§ **TEXTE FOURNI**:
----

Par Claude Monnier : Comme West Side Story et Le Dernier duel, Nightmare Alley a été rejeté en bloc par le public américain. Dans les trois cas, les gens ont eu peur de s’ennuyer devant des œuvres en apparence old school. Espérons que le temps rendra justice à tous ces films. En attendant, devant tant d’intelligence et de virtuosité, le starfixien, lui, est à la fête !
Il faut reconnaître toutefois que Del Toro a tendu le bâton pour se faire battre. Jugez plutôt : un homme au passé trouble, Stanton Carlisle (Bradley Cooper), se fait engager comme manutentionnaire dans un Luna Park miteux. Il se lie d’amitié avec le « médium » de la troupe (David Strathairn), qui lui apprend les ficelles du métier. Stanton se montre doué et décide de voler de ses propres ailes. Aidé sur scène par la belle Molly (Rooney Mara), avec qui il a établi un langage codé pour duper les spectateurs, il finit par acquérir une grande réputation. Sa clientèle étant désormais composée des gens de la haute société, Stanton se met en tête de tirer grand profit de leur crédulité… à ses risques et périls.

----

(Descriptions de régions en langage naturel)
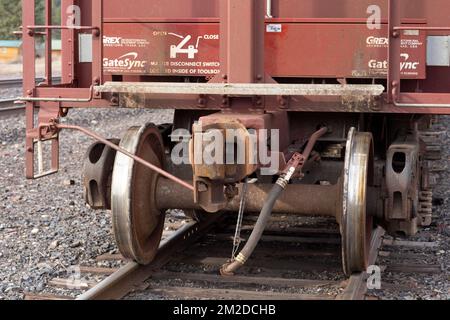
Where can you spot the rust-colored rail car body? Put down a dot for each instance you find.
(349, 85)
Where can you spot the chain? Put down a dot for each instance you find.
(237, 236)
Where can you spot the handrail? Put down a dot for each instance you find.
(269, 9)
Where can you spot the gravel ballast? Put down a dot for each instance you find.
(45, 227)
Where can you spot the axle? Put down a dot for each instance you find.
(312, 200)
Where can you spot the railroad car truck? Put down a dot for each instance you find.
(305, 107)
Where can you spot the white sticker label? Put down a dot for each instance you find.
(274, 28)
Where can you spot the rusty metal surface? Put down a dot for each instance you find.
(299, 199)
(138, 224)
(240, 89)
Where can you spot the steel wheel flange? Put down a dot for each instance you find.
(356, 224)
(137, 223)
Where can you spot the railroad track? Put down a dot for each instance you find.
(306, 266)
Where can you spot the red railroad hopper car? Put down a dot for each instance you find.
(338, 95)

----

§ **CONSIGNE 1**:
Résumez la critique de Nightmare Alley en deux phrases.
§ **CONSIGNE 2**:
Renvoyez sans rien changer tout le passage de la critique qui va de « Il faut reconnaître » jusqu'à « risques et périls. ».
§ **CONSIGNE 3**:
Dressez la liste de tous les acteurs nommés dans la critique.
Les entrées ne servent à rien ici.

§ **RÉPONSE 1**:
Selon Claude Monnier, Nightmare Alley a été rejeté en bloc par le public américain, comme West Side Story et Le Dernier duel, mais ravit le starfixien par son intelligence et sa virtuosité. Le film suit Stanton Carlisle, un homme au passé trouble qui, formé par le « médium » d'un Luna Park miteux puis aidé sur scène par Molly, acquiert une grande réputation et veut tirer profit de la crédulité de la haute société.

§ **RÉPONSE 2**:
Il faut reconnaître toutefois que Del Toro a tendu le bâton pour se faire battre. Jugez plutôt : un homme au passé trouble, Stanton Carlisle (Bradley Cooper), se fait engager comme manutentionnaire dans un Luna Park miteux. Il se lie d’amitié avec le « médium » de la troupe (David Strathairn), qui lui apprend les ficelles du métier. Stanton se montre doué et décide de voler de ses propres ailes. Aidé sur scène par la belle Molly (Rooney Mara), avec qui il a établi un langage codé pour duper les spectateurs, il finit par acquérir une grande réputation. Sa clientèle étant désormais composée des gens de la haute société, Stanton se met en tête de tirer grand profit de leur crédulité… à ses risques et périls.

§ **RÉPONSE 3**:
Bradley Cooper, David Strathairn, Rooney Mara